**What you have to do:**
List each line of the data that holds the string "trace".

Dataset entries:

▼

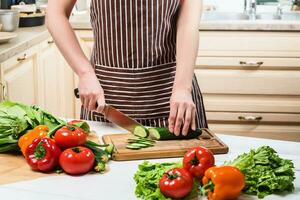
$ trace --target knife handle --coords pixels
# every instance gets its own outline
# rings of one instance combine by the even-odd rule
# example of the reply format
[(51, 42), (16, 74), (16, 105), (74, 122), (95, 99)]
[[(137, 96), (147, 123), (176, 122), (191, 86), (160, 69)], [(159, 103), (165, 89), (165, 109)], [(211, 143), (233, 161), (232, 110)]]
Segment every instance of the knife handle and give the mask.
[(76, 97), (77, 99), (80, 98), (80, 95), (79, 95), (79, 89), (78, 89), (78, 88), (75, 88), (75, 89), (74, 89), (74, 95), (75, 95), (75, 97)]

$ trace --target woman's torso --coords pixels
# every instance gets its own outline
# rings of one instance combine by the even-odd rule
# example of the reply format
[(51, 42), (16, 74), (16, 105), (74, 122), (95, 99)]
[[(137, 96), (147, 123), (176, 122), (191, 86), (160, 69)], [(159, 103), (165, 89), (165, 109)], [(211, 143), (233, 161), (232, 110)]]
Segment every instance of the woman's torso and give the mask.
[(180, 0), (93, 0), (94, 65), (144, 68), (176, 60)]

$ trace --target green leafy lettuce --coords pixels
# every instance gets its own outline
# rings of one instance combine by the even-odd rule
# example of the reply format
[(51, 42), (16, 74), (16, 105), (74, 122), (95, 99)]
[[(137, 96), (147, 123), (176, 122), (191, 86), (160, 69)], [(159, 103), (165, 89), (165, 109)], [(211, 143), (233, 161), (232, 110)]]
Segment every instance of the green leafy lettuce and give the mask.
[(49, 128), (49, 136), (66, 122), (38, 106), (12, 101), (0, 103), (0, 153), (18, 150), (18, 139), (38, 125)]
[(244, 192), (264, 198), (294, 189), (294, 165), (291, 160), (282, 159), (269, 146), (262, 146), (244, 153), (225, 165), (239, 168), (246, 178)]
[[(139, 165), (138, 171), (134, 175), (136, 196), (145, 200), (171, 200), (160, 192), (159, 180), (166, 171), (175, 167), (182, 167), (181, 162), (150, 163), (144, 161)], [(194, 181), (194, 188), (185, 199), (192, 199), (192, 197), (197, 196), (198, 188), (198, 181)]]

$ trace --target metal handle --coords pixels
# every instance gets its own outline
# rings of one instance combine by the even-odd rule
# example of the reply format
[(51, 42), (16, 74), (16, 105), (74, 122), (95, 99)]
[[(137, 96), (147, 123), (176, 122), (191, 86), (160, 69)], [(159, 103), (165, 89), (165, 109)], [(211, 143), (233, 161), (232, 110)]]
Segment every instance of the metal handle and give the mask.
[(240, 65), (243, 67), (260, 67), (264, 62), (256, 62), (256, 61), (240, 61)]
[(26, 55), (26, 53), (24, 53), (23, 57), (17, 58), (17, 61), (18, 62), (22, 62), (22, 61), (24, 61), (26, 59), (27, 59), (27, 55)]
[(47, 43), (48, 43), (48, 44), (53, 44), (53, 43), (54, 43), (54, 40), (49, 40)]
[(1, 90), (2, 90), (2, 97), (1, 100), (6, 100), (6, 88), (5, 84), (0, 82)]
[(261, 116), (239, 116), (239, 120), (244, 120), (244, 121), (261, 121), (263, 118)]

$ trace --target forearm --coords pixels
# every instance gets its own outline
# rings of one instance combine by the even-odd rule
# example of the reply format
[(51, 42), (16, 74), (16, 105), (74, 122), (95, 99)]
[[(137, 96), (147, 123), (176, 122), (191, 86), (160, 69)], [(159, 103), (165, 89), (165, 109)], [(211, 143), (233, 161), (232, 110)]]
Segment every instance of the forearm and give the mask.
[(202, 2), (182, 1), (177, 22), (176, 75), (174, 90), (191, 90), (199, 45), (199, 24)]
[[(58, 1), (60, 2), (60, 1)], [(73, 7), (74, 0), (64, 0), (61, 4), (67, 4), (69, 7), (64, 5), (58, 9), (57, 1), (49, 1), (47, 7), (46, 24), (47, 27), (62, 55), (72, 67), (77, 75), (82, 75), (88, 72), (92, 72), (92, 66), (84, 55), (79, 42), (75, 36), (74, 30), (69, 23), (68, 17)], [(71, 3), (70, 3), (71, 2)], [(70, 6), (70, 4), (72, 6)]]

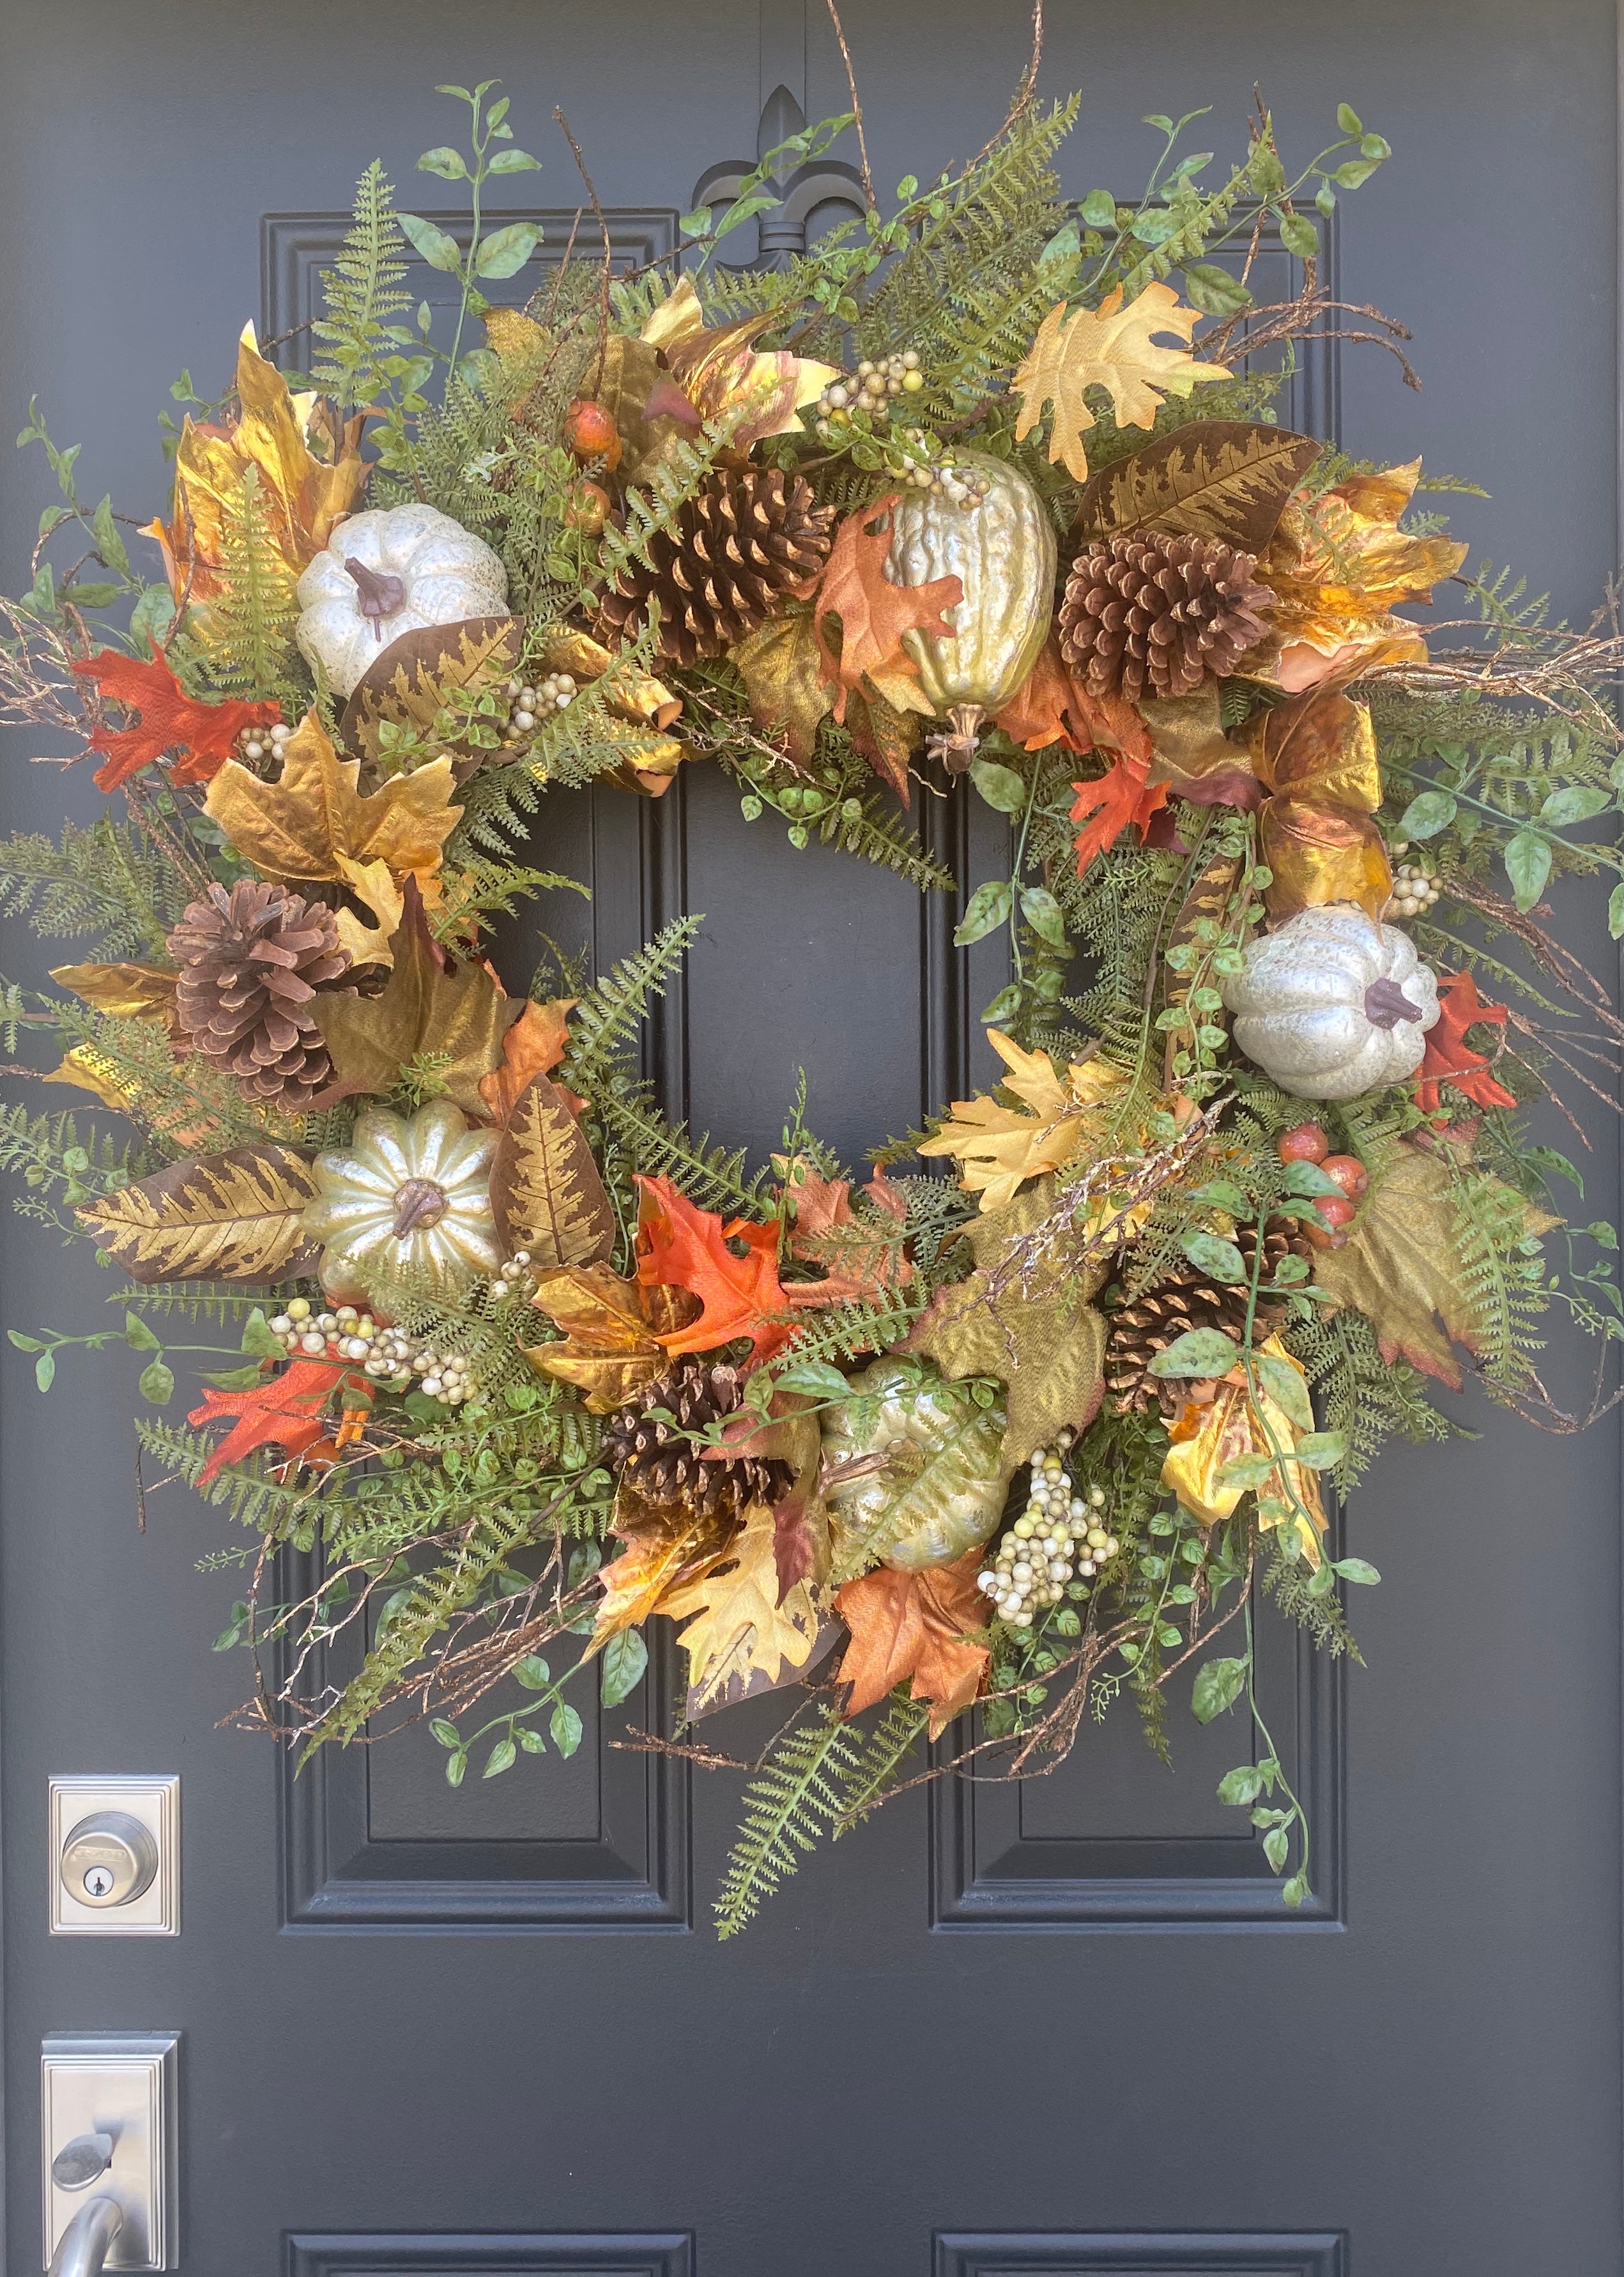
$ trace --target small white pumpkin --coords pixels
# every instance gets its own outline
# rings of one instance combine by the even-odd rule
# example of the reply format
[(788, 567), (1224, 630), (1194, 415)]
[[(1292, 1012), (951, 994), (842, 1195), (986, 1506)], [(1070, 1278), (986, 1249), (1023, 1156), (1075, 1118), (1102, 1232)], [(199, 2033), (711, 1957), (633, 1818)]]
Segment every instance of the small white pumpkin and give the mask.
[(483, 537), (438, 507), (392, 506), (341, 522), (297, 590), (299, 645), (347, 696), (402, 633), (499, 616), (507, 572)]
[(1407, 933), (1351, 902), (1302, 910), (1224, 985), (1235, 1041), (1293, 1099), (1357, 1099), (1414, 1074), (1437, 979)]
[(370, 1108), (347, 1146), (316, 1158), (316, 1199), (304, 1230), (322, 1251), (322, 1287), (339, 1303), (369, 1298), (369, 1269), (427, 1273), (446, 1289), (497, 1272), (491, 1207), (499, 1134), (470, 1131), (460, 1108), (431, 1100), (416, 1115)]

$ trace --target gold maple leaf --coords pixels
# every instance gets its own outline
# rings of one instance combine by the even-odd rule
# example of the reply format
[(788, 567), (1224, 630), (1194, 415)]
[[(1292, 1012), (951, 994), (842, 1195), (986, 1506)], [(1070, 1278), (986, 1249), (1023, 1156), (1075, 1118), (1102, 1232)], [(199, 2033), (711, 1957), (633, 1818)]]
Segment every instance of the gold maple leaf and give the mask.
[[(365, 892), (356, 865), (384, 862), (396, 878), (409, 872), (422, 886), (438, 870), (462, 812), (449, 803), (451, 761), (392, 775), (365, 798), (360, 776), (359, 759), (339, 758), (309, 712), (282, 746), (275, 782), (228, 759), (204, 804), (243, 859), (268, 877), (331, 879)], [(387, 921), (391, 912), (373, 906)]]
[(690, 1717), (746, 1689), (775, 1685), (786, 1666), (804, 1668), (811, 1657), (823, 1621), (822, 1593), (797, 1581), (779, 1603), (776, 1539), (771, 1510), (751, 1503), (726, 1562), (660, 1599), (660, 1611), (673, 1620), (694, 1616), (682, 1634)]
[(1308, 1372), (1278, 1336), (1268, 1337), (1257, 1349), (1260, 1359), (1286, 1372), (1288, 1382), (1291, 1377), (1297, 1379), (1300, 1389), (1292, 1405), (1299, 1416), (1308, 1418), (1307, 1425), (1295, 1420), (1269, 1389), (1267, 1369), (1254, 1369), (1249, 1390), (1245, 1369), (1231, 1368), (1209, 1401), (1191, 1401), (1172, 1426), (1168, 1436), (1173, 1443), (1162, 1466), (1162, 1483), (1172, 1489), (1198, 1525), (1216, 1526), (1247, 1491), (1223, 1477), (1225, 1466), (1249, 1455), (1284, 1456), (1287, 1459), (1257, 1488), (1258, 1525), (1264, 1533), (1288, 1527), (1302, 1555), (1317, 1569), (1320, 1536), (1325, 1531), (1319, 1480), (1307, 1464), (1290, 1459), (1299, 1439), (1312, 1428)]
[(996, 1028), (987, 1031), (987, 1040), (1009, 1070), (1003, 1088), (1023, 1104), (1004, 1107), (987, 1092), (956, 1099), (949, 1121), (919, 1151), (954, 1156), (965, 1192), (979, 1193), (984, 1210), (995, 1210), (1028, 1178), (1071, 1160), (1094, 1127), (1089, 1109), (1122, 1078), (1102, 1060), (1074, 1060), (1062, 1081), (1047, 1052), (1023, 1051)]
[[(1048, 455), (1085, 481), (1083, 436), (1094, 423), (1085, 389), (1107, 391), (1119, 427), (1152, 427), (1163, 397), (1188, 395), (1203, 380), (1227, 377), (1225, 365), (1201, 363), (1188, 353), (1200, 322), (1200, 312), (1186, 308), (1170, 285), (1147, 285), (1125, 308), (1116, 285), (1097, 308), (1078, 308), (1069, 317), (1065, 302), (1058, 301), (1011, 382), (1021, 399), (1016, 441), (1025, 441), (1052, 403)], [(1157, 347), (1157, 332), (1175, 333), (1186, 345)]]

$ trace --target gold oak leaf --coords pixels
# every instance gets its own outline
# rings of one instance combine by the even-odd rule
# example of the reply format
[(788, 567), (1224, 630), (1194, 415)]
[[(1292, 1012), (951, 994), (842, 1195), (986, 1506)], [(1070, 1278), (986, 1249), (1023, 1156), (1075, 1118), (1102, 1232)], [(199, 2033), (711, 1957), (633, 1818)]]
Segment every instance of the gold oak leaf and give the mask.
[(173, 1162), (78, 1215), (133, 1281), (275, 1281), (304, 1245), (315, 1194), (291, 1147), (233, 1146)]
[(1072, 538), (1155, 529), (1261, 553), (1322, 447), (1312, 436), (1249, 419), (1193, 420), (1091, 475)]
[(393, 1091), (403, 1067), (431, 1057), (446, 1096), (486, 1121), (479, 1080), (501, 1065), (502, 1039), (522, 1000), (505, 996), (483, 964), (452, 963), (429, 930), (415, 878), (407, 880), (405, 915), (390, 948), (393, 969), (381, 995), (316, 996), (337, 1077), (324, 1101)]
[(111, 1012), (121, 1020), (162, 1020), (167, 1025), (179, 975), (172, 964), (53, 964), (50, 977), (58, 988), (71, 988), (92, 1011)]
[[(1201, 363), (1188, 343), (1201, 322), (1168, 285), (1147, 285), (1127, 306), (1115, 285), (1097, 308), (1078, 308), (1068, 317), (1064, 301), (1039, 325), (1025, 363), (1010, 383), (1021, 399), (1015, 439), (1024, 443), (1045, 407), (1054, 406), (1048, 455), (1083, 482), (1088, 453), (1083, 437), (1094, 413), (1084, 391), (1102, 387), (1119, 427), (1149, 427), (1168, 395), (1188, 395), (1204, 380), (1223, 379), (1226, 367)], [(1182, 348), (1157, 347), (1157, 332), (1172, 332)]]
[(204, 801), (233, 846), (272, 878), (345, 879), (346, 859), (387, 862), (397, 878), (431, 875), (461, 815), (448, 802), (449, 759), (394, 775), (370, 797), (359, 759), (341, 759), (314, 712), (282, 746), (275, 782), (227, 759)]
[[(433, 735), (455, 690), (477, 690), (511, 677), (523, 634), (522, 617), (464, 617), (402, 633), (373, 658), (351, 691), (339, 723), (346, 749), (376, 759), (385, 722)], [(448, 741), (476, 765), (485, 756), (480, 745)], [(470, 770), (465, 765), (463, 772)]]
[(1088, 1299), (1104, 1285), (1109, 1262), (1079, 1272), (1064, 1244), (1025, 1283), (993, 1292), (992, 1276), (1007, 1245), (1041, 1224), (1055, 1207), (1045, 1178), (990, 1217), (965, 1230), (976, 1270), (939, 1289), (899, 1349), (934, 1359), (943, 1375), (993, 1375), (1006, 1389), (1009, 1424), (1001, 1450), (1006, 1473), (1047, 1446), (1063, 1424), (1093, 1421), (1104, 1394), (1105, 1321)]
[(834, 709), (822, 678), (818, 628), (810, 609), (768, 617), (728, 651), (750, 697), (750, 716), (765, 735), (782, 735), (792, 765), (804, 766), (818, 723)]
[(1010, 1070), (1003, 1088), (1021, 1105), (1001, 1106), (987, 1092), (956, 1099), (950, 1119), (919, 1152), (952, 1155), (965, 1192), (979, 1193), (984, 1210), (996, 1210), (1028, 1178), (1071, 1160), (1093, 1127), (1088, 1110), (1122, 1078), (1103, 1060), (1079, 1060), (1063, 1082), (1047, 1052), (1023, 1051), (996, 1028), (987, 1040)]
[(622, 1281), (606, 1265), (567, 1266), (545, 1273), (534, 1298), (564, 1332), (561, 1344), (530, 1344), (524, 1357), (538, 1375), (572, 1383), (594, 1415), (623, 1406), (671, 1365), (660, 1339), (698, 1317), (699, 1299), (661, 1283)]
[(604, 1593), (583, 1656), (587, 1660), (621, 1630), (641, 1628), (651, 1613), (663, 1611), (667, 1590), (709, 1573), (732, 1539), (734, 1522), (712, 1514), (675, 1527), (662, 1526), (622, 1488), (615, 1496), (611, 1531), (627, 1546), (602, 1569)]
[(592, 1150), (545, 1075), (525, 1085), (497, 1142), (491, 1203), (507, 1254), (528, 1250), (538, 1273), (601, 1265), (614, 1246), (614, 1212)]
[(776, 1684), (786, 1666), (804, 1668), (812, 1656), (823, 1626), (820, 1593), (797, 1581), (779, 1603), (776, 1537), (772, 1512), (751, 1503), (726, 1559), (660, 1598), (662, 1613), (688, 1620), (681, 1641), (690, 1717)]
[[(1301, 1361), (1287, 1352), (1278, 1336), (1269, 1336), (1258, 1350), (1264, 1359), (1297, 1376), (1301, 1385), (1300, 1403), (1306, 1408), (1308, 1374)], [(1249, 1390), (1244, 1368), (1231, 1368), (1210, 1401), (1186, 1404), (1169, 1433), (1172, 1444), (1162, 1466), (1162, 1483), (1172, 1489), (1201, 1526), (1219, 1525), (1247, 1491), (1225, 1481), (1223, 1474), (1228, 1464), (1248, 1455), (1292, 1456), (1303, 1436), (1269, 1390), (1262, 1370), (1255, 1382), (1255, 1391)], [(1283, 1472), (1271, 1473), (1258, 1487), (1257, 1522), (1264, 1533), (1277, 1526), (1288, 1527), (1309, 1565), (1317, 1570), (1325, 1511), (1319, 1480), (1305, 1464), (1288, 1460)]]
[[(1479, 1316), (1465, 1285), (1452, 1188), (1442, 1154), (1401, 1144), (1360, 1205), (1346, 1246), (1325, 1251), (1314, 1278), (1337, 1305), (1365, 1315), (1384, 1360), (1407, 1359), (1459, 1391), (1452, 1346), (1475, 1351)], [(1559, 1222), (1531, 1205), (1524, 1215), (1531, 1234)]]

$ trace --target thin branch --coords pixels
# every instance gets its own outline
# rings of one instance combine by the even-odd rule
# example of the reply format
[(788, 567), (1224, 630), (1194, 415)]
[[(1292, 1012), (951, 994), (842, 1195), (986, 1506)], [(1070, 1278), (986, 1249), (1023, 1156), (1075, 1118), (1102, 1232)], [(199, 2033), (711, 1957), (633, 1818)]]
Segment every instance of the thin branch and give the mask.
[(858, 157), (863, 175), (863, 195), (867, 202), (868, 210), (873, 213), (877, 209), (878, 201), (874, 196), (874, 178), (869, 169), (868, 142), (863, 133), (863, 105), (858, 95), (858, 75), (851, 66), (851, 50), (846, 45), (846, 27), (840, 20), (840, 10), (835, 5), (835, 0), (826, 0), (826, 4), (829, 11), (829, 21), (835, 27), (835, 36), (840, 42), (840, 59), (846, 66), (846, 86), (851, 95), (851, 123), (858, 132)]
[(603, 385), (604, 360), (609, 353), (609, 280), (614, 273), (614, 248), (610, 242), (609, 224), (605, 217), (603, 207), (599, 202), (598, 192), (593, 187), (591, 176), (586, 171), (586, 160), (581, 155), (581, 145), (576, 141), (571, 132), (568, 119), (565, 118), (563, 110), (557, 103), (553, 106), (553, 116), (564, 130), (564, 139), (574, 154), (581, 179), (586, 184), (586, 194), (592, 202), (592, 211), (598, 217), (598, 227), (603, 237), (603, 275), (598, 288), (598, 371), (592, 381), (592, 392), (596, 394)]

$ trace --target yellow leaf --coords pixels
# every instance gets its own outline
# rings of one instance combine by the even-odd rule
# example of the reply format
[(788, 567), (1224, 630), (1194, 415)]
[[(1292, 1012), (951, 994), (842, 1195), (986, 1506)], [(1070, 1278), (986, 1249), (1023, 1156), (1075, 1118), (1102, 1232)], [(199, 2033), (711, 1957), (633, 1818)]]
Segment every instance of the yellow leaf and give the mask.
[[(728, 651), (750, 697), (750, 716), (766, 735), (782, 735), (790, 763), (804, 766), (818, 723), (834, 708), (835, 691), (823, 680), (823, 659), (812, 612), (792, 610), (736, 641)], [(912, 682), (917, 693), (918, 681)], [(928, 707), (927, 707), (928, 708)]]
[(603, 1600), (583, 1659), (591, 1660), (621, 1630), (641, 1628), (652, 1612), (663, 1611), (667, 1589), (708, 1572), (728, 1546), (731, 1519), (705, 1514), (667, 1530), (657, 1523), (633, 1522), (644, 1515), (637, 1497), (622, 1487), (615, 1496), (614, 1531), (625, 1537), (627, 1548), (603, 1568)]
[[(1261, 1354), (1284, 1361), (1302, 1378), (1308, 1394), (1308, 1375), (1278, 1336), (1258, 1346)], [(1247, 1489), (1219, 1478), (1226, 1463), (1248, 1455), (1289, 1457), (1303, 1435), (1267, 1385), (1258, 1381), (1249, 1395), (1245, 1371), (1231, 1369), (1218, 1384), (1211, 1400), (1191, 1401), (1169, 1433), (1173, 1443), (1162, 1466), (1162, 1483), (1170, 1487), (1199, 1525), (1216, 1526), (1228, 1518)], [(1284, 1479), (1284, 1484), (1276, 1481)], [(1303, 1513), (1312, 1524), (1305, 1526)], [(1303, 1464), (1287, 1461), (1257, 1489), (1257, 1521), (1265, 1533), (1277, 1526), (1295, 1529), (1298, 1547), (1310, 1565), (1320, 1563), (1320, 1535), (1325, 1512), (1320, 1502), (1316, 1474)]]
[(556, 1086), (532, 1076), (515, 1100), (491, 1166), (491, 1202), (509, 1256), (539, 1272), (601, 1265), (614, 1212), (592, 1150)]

▲

**Response:**
$ trace --target knife handle --coords pixels
$ trace --target woman's torso --coords pixels
$ trace --target green leafy lettuce --coords pixels
$ trace --target metal handle --coords pixels
$ trace --target forearm --coords pixels
$ trace --target small white pumpkin --coords pixels
$ trace --target gold maple leaf --coords pixels
$ trace --target gold oak leaf --coords pixels
$ trace --target thin branch --coords pixels
$ trace --target yellow leaf --coords pixels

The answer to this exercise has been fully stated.